• Description of the task
Turn every one of the entries below into a JSON list of strings, one string per line, leaving out blank lines.
begin Data for processing
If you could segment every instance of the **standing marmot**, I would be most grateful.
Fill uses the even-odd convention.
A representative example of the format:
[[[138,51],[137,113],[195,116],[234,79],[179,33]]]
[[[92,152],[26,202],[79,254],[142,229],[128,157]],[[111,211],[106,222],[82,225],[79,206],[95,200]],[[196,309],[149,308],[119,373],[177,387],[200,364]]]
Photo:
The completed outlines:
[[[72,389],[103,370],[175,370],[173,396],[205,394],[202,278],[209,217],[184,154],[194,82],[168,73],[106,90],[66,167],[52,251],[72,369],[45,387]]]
end Data for processing
• The response
[
  "If you could segment every instance of the **standing marmot**, I would be most grateful.",
  "Fill uses the even-odd convention.",
  "A representative example of the format:",
  "[[[138,51],[137,113],[195,116],[234,79],[179,33]]]",
  "[[[92,152],[26,202],[79,254],[142,229],[128,157]],[[111,211],[106,222],[82,225],[79,206],[95,200]],[[196,309],[149,308],[119,373],[177,387],[200,364]]]",
  "Photo:",
  "The completed outlines:",
  "[[[72,389],[103,370],[175,370],[173,396],[205,394],[202,278],[209,217],[184,154],[194,82],[168,73],[106,90],[66,167],[52,251],[72,369],[45,387]]]"
]